• TASK DIRECTIONS:
Reproduce word for word everything in the statement about body and choice, from "It’s my body, and" down to "glad I did.".

• TEXT PROVIDED:
◆ ◆ ◆

It’s my body, and what I do with it is my choice. No-one has control over my sexuality and how I choose to express it. The system is always going to be against women so I might as well squeeze what I can out of a world that is going to judge me by my body anyway. I like the attention I get and it boosts my self-esteem. I like the feeling of power it gives me. I like the money too. I know some women think it’s wrong, but I find it liberating. I think the world can be prudish and I’ve got it so I’m flaunting it. When I’m older, my bank account and I will be glad I did.

◆ ◆ ◆

• DATA:
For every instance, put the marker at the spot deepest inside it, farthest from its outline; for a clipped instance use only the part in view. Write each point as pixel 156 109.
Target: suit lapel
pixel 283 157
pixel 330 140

◆ ◆ ◆

• TASK OUTPUT:
It’s my body, and what I do with it is my choice. No-one has control over my sexuality and how I choose to express it. The system is always going to be against women so I might as well squeeze what I can out of a world that is going to judge me by my body anyway. I like the attention I get and it boosts my self-esteem. I like the feeling of power it gives me. I like the money too. I know some women think it’s wrong, but I find it liberating. I think the world can be prudish and I’ve got it so I’m flaunting it. When I’m older, my bank account and I will be glad I did.